■ EXERCISE AIM ■
Transcribe exactly the lines from the one holding "the house facade." to the end of the data below, including both of those lines and no others.

————————

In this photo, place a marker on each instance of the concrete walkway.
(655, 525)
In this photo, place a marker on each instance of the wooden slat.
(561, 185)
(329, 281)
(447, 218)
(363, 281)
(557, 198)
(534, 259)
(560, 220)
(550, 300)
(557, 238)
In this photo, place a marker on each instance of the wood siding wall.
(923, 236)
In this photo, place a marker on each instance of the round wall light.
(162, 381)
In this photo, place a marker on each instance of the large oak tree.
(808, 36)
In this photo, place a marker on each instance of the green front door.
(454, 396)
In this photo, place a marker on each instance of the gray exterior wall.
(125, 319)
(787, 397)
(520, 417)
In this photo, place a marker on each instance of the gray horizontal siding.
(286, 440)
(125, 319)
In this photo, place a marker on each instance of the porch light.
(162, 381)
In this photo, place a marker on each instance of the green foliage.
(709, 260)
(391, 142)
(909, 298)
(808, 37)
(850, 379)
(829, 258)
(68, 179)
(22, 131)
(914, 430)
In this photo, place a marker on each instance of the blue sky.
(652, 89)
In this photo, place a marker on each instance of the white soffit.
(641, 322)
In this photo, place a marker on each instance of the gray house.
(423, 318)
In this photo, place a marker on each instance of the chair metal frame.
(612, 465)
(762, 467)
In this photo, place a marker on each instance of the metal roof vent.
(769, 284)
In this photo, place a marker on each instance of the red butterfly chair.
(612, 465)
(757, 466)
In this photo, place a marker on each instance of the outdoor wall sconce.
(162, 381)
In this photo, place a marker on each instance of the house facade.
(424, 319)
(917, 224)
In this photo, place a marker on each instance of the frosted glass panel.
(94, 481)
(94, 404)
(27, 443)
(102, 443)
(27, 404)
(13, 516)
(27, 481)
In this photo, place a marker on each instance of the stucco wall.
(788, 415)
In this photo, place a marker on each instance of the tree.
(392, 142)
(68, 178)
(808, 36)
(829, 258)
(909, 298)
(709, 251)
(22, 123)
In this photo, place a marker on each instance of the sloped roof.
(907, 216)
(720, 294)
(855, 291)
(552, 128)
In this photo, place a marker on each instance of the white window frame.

————————

■ RESULT OF THIS TASK ■
In this photo, place a marker on each instance of the house facade.
(424, 319)
(917, 224)
In this photo, place a marker on each instance of the frosted glass panel.
(94, 481)
(94, 404)
(27, 443)
(102, 443)
(27, 404)
(13, 516)
(27, 481)
In this photo, place a marker on each instance of the stucco wall.
(788, 415)
In this photo, place a marker on each instance of the tree.
(392, 142)
(68, 178)
(808, 36)
(829, 258)
(909, 298)
(709, 251)
(22, 123)
In this photo, place a marker on each instance of the sloped roof.
(907, 216)
(720, 294)
(855, 291)
(552, 128)
In this photo, place a marker on each instance of the white window frame.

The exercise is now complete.